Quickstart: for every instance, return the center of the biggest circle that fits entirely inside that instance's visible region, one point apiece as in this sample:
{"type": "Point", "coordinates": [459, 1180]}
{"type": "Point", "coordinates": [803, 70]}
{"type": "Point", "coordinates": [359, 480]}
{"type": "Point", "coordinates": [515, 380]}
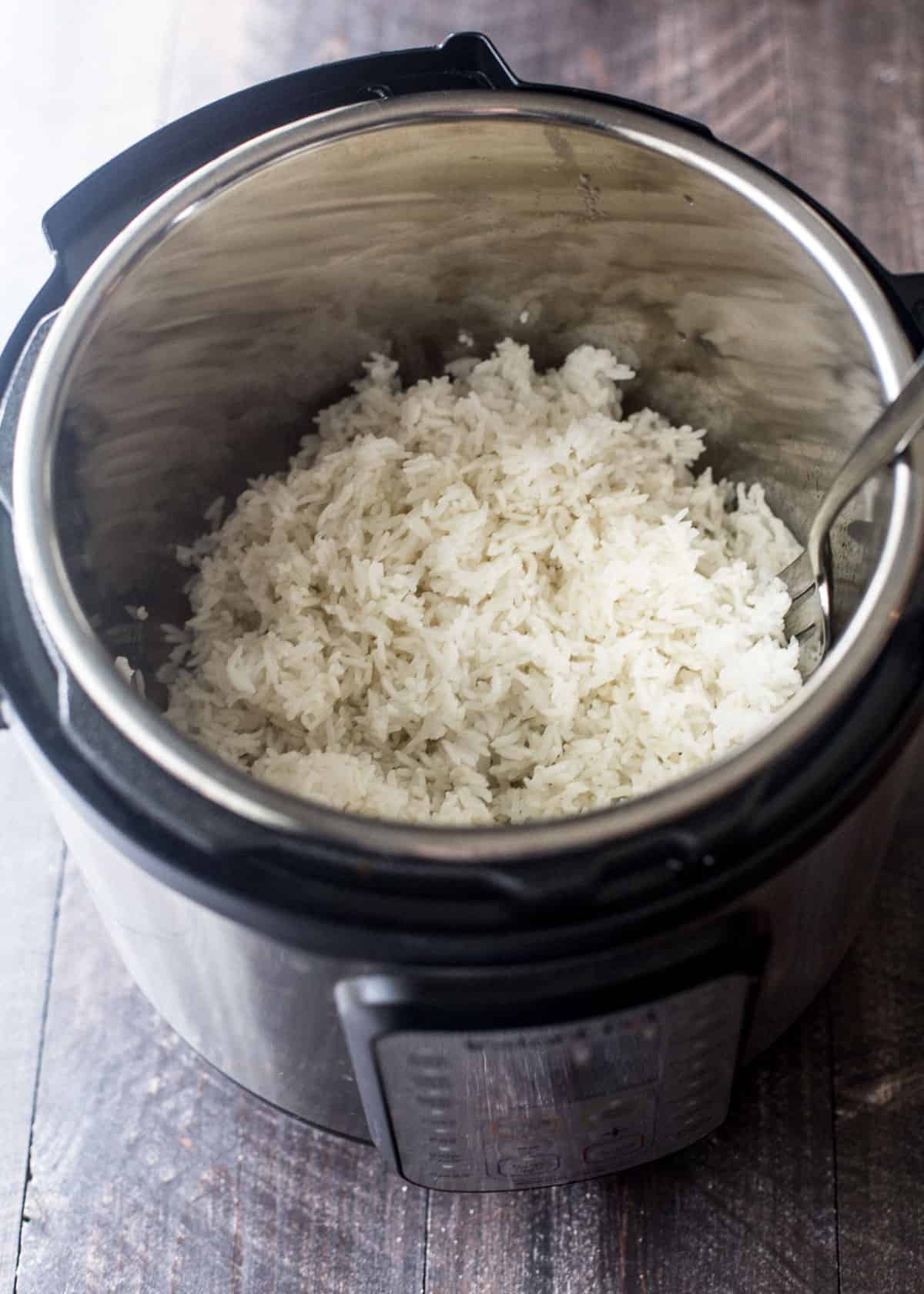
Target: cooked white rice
{"type": "Point", "coordinates": [487, 598]}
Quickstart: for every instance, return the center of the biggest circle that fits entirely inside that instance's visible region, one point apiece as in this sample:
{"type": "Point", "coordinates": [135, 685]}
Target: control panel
════════
_Task directions_
Format all of the data above as a numbered list with one line per entry, leaving out blank lines and the pictures.

_Reply to the task_
1. Quickstart: for every instance, return the center of the biggest circle that fits entirely inside that instance's visible region, one point apiece as in this sample:
2. {"type": "Point", "coordinates": [459, 1180]}
3. {"type": "Point", "coordinates": [803, 70]}
4. {"type": "Point", "coordinates": [359, 480]}
5. {"type": "Point", "coordinates": [515, 380]}
6. Target: cooked white rice
7. {"type": "Point", "coordinates": [487, 598]}
8. Quickstart: for every instance, return the center of the biggest circle that fits entirely inside that instance's visible region, one point apiece as in this sample:
9. {"type": "Point", "coordinates": [135, 685]}
10. Target: control panel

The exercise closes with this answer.